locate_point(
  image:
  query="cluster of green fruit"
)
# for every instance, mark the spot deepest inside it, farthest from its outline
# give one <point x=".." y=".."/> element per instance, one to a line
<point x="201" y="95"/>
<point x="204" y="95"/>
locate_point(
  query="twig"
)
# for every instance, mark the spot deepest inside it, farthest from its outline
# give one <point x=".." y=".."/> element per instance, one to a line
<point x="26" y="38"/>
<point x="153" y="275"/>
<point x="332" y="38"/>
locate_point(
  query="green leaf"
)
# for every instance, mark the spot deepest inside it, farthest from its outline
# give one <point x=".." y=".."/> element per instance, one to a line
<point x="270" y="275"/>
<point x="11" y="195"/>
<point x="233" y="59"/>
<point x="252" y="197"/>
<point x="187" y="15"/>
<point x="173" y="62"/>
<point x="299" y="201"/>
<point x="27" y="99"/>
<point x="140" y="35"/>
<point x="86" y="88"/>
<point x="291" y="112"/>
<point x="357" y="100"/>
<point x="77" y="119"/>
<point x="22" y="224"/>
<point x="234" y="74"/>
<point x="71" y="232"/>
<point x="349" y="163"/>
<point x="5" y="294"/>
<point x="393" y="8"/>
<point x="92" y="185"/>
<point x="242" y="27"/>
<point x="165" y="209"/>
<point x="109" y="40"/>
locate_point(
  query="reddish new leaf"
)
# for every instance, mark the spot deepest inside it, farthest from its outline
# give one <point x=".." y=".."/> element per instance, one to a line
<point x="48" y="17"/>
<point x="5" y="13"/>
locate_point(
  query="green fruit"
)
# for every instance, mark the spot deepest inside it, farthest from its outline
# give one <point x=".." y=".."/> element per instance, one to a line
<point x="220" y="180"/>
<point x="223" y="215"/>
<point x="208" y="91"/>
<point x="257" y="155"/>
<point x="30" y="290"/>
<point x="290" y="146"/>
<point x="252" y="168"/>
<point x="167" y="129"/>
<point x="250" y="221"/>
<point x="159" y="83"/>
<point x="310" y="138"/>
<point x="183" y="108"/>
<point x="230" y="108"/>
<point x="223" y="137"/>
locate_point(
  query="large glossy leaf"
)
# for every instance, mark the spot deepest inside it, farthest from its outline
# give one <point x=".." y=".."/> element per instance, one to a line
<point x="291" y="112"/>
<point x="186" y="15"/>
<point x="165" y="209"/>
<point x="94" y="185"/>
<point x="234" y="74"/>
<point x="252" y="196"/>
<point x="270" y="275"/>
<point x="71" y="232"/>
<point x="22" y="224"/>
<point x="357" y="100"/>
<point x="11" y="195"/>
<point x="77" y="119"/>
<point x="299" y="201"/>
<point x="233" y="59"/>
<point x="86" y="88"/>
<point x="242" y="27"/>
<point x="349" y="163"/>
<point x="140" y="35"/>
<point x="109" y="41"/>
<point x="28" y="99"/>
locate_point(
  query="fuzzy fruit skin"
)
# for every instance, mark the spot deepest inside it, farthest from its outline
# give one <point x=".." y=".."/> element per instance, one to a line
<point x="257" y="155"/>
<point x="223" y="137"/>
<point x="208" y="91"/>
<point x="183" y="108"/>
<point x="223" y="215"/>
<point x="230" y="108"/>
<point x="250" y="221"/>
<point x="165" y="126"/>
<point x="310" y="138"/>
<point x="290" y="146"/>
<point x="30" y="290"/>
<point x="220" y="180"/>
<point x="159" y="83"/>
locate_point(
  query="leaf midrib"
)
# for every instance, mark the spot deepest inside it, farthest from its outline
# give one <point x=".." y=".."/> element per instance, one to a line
= = = =
> **TASK TO COMPLETE**
Go through the records above, find every line with the word "leaf", and list those lines.

> **REPLY TO THE EXERCISE**
  query="green leaf"
  query="reddish new leaf"
  query="large glossy leaf"
  query="leaf midrib"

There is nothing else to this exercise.